Но до этого был очень тяжёлый эпизод. Прибегает к нам домой один из учеников мамы и радостно кричит: «Роза Мухамедовна! Ваш сын вернулся с фронта»! Мама с криком: «Мурат! Сынок»! бросилась навстречу военному, идущему к нам, Но это был не Мурат, а мамин племянник Ахмед Агишев, вернувшийся на побывку. Он очень растерялся и испуганно произнёс: «Разия-апа, это же я… Ахмед».
..

. ..
Мурат и внешностью и характером отличался от меня и Искандера. Он был очень изящный, высокий, худощавый, с правильными чертами лица — типичный аристократ, бесхитростный, излишне прямолинейный, добрый и рисковый. Когда началась война, ему было 16 лет, через год уже было ясно, что война будет затяжной и Мурата могут призвать в армию и отправить на фронт.

— А он сам стремился на фронт?

■ Задания ■
a) Сколько лет было Мурату, когда началась война, согласно воспоминаниям о нём?
b) Подхватите воспоминания о Мурате и напишите, что следует за последней репликой.
Материал ниже для работы не понадобится.

■ Исходный материал ■
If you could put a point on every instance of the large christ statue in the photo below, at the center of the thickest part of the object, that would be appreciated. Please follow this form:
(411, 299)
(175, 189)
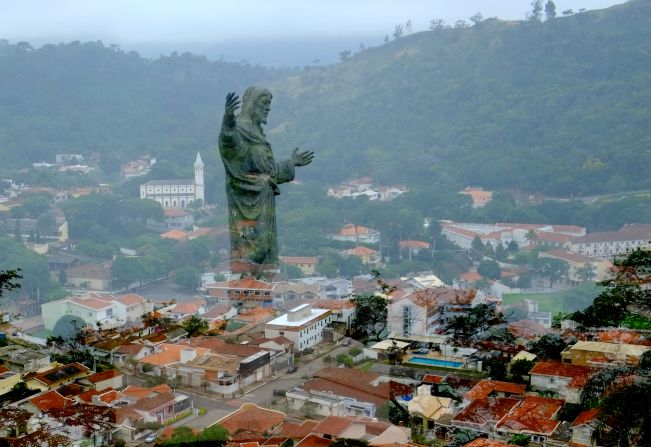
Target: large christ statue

■ Ответы ■
a) Шестнадцать лет.

b)
— Я уверен, что ни одной здравомыслящей матери, будь она трижды патриотом, не хотелось отправлять сына на эту бойню. Мама не была исключением. В то время в Самарканде открылась специальная школа, которая готовила курсантов для лётных училищ. Ученики носили военную форму и жили на государственном обеспечении. Мурата уговаривали поступить в эту школу, ведь там обучение длилось год или два, точно не помню, потом лётное училище ещё полгода — а там, смотришь, и войне конец. Но Мурат категорически отказался поступать туда, только потому, что курсантов этой школы мальчишки называли спец-шакалами. После этого мама где-то услыхала, что студентам ветеринарного техникума дают бронь от призыва в армию и, уговорила Мурата поступить туда. Но никакой брони там не давали и, вскоре Мурату пришла повестка из военкомата. Шло лето 1943 года. Повезли его в Туркмению, где должны были обучить военному делу. Обучение было формальным, несколько раз они участвовали в облаве на местных жителей, уклоняющихся от службы в армии, занимались заготовкой дров (рубили саксаул).

Через два месяца от Мурата пришла телеграмма, что едет на фронт, проездом будет в Самарканде. Действительно, в указанный день к перрону самаркандского вокзала подошёл воинский эшелон, составленный из товарных вагонов. Голодные, кое-как одетые солдаты выскочили из вагонов, шинели были сшиты из байковых одеял, на ногах изношенные ботинки с обмотками. Первый вопрос Мурата: «кушать принесли»? Вскоре эшелон ушёл, оставив на перроне рыдающую толпу родственников и близких.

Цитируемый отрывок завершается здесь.